> **Aim A**
Find every line in the entries below that contains the string "baseball", and copy each one in full. Case counts.

> **Document segment**
= = = = =
Her specialized take on honorable, suffering women made the distinguished Kay Francis one of the highest paid female stars of the ‘30s. Considered to be “as a responsive as a violin” (by none other than William Powell), Francis used this versatility to expand her career as that decade came to a close.
Cast as Cary Grant’s manipulative wife in 1939’s In Name Only, Francis’ Maida Walker was a woman who could – and did – drive men to suicide. Subtly maneuvering the family of Grant’s unhappy Alec into her corner, Francis’ character almost destroys his future with Carole Lombard’s loving and artistic Julie Eden. A final confrontation with Julie reveals Maida’s true motivations to all, though, and Francis slinks off with shocked elegance at the film’s close out. Subtly underplaying her character’s flint hard anger, Francis shines with sense of brittle control mixed with an acidic softness here, allowing the audience to feel a bit of sympathy for her while also delighting in her downfall.
= = = = =
> **Aim B**
In the Kay Francis passage, whose remark compared her to a violin?

> **Extracted information**
= = = = =
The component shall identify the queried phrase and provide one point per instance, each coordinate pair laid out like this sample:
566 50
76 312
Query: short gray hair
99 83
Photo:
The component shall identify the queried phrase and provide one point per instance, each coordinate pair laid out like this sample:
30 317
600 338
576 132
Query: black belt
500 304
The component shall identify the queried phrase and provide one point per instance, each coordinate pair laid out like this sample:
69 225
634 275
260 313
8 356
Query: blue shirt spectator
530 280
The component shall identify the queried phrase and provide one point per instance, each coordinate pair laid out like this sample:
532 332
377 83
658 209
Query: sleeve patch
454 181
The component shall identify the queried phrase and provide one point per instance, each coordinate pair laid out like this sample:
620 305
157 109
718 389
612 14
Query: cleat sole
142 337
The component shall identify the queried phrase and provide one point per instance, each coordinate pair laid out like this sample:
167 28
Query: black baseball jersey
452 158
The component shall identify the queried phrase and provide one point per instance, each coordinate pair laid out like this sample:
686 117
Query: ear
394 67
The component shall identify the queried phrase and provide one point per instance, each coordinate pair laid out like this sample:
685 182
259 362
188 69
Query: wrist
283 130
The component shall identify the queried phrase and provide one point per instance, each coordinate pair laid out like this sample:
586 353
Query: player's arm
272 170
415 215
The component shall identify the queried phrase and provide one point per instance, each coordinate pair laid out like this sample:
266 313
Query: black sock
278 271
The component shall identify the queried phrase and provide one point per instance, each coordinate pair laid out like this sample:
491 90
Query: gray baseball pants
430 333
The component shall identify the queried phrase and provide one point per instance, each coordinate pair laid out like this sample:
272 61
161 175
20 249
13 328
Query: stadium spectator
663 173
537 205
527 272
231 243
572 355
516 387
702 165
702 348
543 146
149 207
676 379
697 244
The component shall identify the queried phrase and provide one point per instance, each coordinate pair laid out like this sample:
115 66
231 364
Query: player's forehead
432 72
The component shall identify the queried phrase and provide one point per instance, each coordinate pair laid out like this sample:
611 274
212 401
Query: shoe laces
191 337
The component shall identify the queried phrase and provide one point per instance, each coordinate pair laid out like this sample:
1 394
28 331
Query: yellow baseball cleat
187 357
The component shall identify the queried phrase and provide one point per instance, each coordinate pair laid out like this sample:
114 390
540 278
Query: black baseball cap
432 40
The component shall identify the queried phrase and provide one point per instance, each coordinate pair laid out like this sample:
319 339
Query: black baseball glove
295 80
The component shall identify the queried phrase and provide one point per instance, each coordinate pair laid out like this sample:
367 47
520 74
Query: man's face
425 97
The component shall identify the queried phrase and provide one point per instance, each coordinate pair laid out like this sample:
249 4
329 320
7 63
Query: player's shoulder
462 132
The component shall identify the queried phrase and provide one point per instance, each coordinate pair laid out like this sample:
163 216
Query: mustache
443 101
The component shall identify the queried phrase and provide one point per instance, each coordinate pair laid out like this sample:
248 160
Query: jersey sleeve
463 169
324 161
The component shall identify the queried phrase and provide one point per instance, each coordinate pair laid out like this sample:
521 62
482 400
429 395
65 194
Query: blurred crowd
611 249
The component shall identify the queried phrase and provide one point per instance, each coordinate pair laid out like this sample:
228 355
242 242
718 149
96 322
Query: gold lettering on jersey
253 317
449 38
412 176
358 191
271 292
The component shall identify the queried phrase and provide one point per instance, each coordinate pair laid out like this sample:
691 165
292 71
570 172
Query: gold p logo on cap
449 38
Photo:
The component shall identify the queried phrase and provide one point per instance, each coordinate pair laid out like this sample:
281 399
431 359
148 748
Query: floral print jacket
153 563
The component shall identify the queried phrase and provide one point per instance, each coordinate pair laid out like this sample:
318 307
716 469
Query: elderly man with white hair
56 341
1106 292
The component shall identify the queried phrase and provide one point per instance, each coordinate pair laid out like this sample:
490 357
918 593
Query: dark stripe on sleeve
= = = = =
> **Task output A**
Query: black baseball jersey
Query: gray baseball pants
Query: yellow baseball cleat
Query: black baseball cap
Query: black baseball glove

> **Task output B**
William Powell